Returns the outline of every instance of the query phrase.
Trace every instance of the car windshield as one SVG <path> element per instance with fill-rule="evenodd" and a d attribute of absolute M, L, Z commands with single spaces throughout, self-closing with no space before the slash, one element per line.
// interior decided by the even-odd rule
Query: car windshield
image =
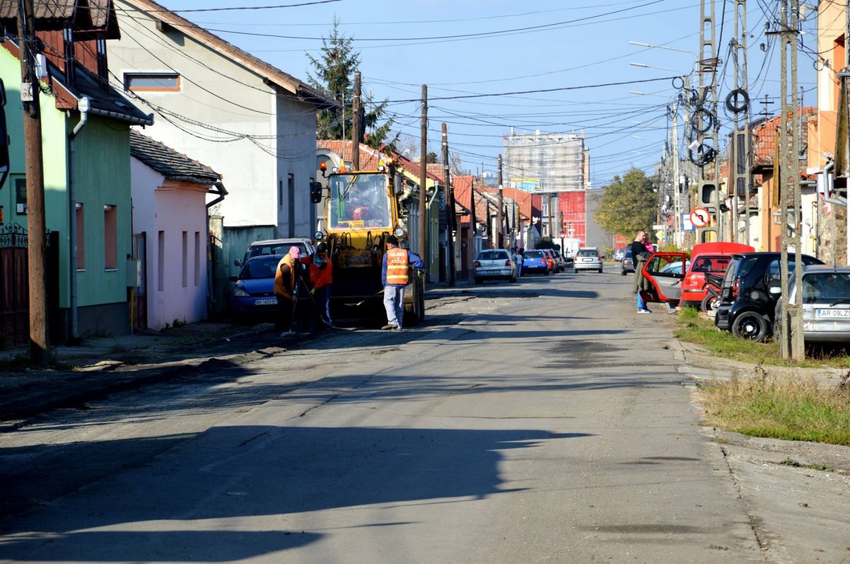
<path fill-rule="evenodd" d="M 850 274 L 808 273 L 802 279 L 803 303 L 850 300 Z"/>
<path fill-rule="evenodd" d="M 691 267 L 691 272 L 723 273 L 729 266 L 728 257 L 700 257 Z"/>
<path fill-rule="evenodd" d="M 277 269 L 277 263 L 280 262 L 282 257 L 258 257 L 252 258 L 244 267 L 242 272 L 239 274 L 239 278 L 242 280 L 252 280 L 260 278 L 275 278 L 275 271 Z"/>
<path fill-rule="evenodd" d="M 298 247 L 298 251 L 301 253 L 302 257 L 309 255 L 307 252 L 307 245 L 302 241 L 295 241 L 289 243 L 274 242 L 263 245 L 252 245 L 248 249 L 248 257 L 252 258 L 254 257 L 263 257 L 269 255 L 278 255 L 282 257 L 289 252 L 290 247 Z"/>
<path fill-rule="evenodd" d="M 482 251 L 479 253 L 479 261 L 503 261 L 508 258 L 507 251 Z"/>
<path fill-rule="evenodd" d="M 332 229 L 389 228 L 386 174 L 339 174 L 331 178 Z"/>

WHAT YOU SHOULD DO: Starting with the first line of the material and going on through the line with "482 251 L 479", write those lines again with "instance" changed to "occurrence" and nothing else altered. Leave the pictures out.

SOLUTION TO THE EXERCISE:
Returns the outline of every occurrence of the query phrase.
Trace every occurrence of the car windshield as one SVG <path> element per occurrence with fill-rule="evenodd" and a d attribute of absolute M, L, Z commands with single spaces throughout, self-closing with no space before the slash, one element per line.
// interior decided by the even-odd rule
Query: car windshield
image =
<path fill-rule="evenodd" d="M 850 274 L 808 273 L 802 279 L 803 303 L 850 300 Z"/>
<path fill-rule="evenodd" d="M 691 267 L 691 272 L 723 273 L 729 266 L 728 257 L 700 257 Z"/>
<path fill-rule="evenodd" d="M 277 269 L 277 263 L 280 262 L 282 257 L 258 257 L 252 258 L 244 267 L 242 272 L 239 274 L 239 278 L 242 280 L 252 280 L 260 278 L 275 278 L 275 271 Z"/>
<path fill-rule="evenodd" d="M 298 247 L 298 251 L 301 253 L 302 257 L 309 255 L 307 252 L 307 245 L 302 241 L 295 241 L 289 243 L 274 242 L 263 245 L 252 245 L 248 249 L 248 257 L 252 258 L 254 257 L 263 257 L 269 255 L 278 255 L 282 257 L 289 252 L 290 247 Z"/>
<path fill-rule="evenodd" d="M 482 251 L 479 253 L 479 261 L 503 261 L 508 258 L 507 251 Z"/>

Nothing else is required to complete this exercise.